>> begin DATA FOR THIS EXERCISE
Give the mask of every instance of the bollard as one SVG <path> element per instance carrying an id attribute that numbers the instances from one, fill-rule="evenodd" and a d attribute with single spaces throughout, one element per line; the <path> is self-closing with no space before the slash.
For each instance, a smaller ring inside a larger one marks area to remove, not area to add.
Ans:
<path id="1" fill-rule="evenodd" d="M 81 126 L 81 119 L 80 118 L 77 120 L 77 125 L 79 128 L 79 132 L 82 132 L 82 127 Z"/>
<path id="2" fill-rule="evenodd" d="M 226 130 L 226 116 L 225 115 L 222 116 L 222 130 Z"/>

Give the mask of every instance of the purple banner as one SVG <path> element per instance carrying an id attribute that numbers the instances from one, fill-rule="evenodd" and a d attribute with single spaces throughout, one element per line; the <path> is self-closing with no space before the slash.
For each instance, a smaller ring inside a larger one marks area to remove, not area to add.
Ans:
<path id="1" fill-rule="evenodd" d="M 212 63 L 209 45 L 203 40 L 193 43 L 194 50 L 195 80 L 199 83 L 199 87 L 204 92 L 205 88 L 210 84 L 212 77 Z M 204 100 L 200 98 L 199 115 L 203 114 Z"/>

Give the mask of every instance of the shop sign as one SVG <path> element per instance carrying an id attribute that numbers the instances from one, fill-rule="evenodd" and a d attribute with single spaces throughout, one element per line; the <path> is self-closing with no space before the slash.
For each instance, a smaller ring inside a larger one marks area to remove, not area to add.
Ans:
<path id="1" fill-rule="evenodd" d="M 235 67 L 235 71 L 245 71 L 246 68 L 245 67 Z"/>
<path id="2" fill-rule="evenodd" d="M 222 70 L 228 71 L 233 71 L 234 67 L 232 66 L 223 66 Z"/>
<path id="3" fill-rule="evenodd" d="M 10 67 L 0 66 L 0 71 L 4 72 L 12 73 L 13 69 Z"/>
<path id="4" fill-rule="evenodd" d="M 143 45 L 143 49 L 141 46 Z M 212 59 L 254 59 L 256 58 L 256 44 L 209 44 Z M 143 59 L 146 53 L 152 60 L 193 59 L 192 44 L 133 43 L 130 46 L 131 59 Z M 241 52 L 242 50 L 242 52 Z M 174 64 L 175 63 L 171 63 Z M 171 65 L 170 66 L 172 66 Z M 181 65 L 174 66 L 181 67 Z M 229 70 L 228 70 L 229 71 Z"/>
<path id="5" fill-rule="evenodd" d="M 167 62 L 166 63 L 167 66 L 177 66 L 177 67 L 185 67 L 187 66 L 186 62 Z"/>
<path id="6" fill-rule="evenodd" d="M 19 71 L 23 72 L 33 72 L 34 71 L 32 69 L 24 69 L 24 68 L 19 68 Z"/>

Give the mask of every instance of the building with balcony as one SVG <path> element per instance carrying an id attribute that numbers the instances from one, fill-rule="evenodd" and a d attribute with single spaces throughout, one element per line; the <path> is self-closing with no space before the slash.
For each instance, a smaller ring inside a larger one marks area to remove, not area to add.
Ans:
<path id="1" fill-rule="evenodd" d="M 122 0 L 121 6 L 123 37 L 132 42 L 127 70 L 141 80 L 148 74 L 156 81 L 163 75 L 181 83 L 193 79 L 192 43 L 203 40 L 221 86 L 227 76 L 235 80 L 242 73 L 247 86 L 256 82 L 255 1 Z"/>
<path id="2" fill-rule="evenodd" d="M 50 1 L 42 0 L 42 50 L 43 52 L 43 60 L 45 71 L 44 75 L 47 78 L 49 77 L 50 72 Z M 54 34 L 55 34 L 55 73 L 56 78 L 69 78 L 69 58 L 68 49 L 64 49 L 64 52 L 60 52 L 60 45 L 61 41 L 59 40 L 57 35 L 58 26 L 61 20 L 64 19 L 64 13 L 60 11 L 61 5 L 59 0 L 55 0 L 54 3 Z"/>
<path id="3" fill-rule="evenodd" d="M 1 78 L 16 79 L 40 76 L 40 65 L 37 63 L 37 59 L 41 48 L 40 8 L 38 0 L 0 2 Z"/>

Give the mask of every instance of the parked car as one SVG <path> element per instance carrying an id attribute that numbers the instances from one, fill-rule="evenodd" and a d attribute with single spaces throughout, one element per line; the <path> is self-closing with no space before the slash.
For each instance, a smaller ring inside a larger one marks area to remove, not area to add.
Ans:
>> end DATA FOR THIS EXERCISE
* _THE EXERCISE_
Reproduce, without any change, every line from the one containing "Give the mask of every instance of the parked" through the last line above.

* _FULL SOLUTION_
Give the mask of every instance of the parked car as one SVG <path> element per instance carrying an id attribute that numbers the instances from one, fill-rule="evenodd" and a d attribute with single spaces throughout, one element per line; the <path> is self-closing with no space before the slash.
For each instance, a smaller ring inside a larger one marks area to remove, not area to add.
Ans:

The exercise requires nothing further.